Monthly Archives: September 2014

Beauty, Physical Shapes, and Our Twisted Societal “Requirements”

28 Sunday Sep 2014

Posted by dougom in Uncategorized

≈ Leave a comment

skindeep
Image courtesy of Box Six

Lots and lots and lots of people have written posts, articles, scholarly dissertations, and entire books about the standards of beauty that are pushed on our society by media from movies to newspapers to billboards to you name it.  It’s a bit presumptuous of me–to say the least–to think that I can add to that.  But recently an college/internet friend was lamenting the insanity of body image and just by losing a few pounds (not on purpose), suddenly she was getting lots of comments about how “skinny” she looked.

I’m glad that people are complimenting her, but the subtext here is really unfortunate. “Skinny” as the correct goal, as the only proper body type for a woman to have, as if those stick-like runway models you see posing in Calvin Klein or whatever are the epitome of feminine perfection.

◆ **WORK INSTRUCTIONS**
A. Retype the beauty standards post from "Posted by dougom" up to and including "of feminine perfection.".
B. Write what comes next in the post about beauty standards and body image, picking up after its last sentence.
The material after this post is separate from it.

◆ **INFORMATION PROVIDED**

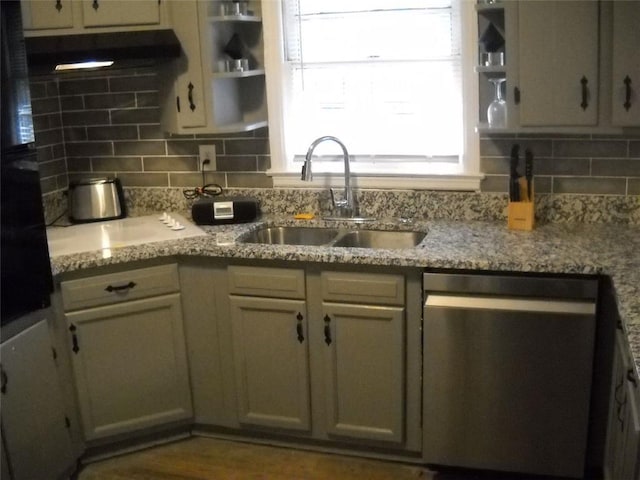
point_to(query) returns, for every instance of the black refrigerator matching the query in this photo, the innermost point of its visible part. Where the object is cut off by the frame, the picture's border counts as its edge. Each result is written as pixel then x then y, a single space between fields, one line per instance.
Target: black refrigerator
pixel 25 265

◆ **RESULTS FOR THE EXERCISE**
A.
Posted by dougom in Uncategorized

≈ Leave a comment

skindeep
Image courtesy of Box Six

Lots and lots and lots of people have written posts, articles, scholarly dissertations, and entire books about the standards of beauty that are pushed on our society by media from movies to newspapers to billboards to you name it.  It’s a bit presumptuous of me–to say the least–to think that I can add to that.  But recently an college/internet friend was lamenting the insanity of body image and just by losing a few pounds (not on purpose), suddenly she was getting lots of comments about how “skinny” she looked.

I’m glad that people are complimenting her, but the subtext here is really unfortunate. “Skinny” as the correct goal, as the only proper body type for a woman to have, as if those stick-like runway models you see posing in Calvin Klein or whatever are the epitome of feminine perfection.

B.
It’s just as twisted in Hollywood, of course.  I’ve done a bit of research and found that the vast majority of Hollywood actresses are both tall (few under 5’8″), slender, and small-busted (B or A cup sized).  When a woman gets up to a C cup, suddenly she’s “curvy”; you get over that and they start calling you “full-figured” or “voluptuous”, which in Hollywood-speak–but not in the real world!–means “overweight”.  In a culture that calls Jessica Alba (5’7″, 125 pounds, B-cup) “curvy”, you know something is out of whack.  And women that are Belle Epoque-style like Christina Hendricks or Kat Dennings stand out so much that you can’t hardly read a profile of them without their size being mentioned.  It’s insane.

(The thing that struck me is that in a country where the average height of a woman is 5’4″-5’5″, anyone under 5’7″ is considered “short”.  I keep thinking Rachel McAdams is short, but she’s 5’5″, for pete’s sake!  And when you watch “Firefly”, Christina Hendricks looks like she’s quite short, but in reality she’s 5’8″–she’s just surrounded by a bunch of men who are all over 6′.  Which is a whole different conversation.)

I once opined to a friend of mine that I really appreciated seeing actresses that were built like women, with busts and hips and whatnot.  She almost hit me.  “Plenty of women are naturally thin!” she said.  “There’s no one build!”  And she was absolutely right and I had been stupid, and that’s basically the point of this whole rant:  We come in all sizes, and it doesn’t matter a damn bit what your size is or even how you look.  I have dated women varying from 6′ tall and very slender to under 5′ and very curvy, and who cares, you know?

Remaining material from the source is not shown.